■ Task statement:
In the records below, report each line that contains the word "blue".

■ Provided material:
+++

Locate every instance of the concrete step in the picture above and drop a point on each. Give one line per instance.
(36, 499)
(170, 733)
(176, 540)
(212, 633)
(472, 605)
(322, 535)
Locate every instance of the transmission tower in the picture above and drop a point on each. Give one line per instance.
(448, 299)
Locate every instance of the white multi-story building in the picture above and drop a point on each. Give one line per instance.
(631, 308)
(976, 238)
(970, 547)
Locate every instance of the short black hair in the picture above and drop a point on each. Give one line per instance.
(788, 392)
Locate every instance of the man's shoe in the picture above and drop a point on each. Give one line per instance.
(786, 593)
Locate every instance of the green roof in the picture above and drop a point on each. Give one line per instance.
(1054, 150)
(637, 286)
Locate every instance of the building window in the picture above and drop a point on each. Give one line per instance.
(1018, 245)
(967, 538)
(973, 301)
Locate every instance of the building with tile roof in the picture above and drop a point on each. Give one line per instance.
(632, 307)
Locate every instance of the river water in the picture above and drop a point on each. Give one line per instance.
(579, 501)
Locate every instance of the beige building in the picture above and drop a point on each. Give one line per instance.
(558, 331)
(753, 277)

+++

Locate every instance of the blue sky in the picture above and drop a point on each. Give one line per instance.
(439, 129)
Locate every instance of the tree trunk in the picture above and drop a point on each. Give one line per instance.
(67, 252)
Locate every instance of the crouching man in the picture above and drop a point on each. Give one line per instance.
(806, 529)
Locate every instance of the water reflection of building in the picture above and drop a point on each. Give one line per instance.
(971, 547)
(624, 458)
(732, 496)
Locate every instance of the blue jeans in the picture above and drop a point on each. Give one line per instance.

+++

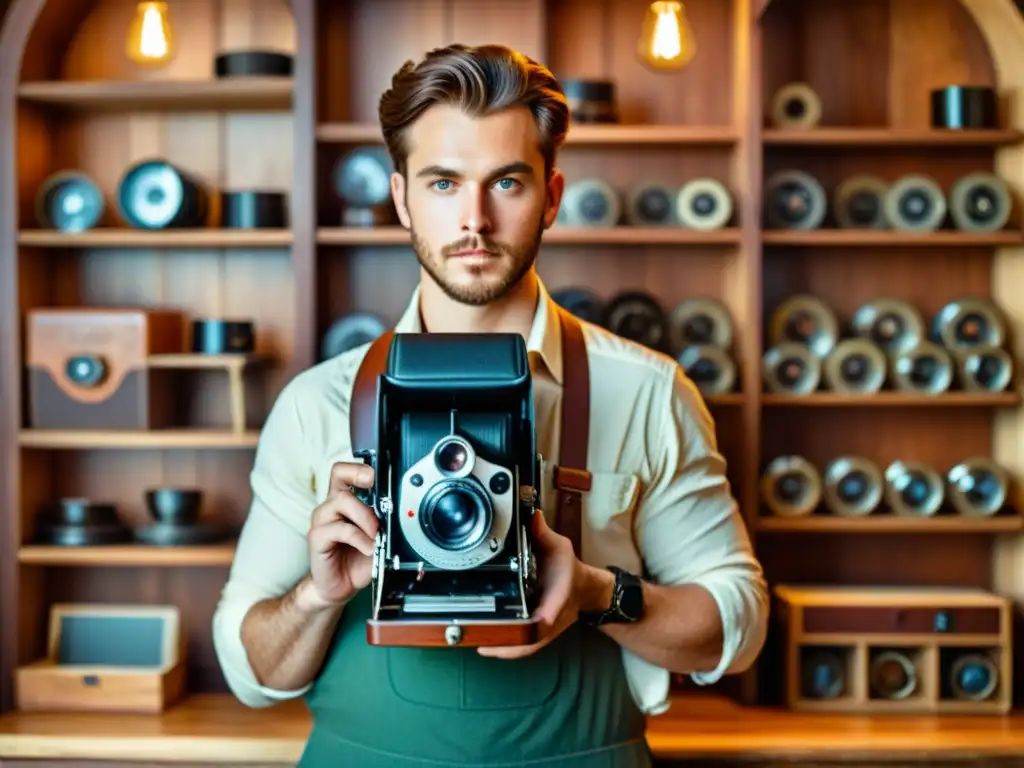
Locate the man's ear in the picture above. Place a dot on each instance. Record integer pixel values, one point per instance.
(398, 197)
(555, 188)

+++

■ The answer:
Locate every instance of the blue sky in the picture above and drop a point on each. Give one line per instance.
Locate every instance of the blue jeans in the picture above and drop a point on each. Give one line per instance.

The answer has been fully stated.